# Quoted passage:
★ ★ ★

The Pill, Patch, Ring and Shot

Birth control pills must be taken every day at about the same time. A package of birth control pills will last a month. They are very effective at preventing unintended pregnancy if they are taken as directed. Some methods of birth control, like the Patch and Ring, can prevent pregnancy for many weeks. A person needs to go to their health care provider or a family planning clinic to get a prescription for these methods of birth control. Many people who have penile-vaginal sex and use the Pill, Patch or Ring also use a condom to provide an additional layer of protection against pregnancy and reduce the risk of STIs.

Depo-Provera, also known as the Shot, is a contraceptive that is injected into a person every 12 weeks and provides protection against pregnancy during that time by preventing ovulation. Like other hormonal methods of birth control, the Shot releases a hormone into the body to keep the ovary from releasing an egg. The Shot also makes cervical mucus thicker, helping to keep sperm from getting to the egg.

★ ★ ★

# Data records:
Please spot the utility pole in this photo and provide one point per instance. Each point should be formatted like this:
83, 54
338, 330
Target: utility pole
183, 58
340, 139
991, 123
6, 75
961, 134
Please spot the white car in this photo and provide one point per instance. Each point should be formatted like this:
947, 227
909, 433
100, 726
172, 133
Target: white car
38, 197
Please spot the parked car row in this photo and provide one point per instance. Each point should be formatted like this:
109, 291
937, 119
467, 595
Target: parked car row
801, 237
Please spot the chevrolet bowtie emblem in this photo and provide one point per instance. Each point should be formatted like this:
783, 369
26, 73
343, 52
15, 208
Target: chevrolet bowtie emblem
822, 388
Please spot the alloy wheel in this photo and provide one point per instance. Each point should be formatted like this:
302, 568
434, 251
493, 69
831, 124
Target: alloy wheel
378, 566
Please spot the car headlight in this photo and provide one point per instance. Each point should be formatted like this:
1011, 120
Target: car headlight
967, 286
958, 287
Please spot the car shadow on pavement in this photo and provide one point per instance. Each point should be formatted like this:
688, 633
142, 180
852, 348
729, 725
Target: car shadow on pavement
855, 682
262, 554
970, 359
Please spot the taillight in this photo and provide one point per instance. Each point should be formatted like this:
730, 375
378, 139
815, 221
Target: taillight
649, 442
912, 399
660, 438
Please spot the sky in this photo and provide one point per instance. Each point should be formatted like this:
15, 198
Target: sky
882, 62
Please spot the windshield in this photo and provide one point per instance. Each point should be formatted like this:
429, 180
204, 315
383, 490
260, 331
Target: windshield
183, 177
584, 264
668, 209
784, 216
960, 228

★ ★ ★

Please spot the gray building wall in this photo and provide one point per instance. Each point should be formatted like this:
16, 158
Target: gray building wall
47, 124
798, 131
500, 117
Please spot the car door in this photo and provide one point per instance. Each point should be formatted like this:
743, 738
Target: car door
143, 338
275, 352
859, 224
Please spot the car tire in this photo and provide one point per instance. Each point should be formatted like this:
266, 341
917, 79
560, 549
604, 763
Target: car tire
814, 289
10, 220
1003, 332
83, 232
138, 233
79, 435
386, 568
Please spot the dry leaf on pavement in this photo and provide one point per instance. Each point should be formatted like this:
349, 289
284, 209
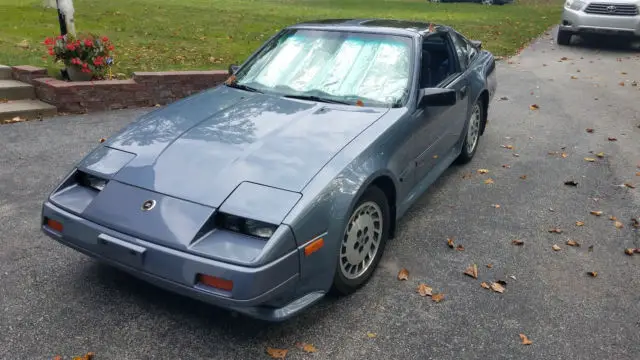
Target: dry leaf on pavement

★ ★ ★

# Aim of the task:
According to the passage on the Pill, Patch, Ring and Shot, how often is the Shot injected?

# Response:
Every 12 weeks.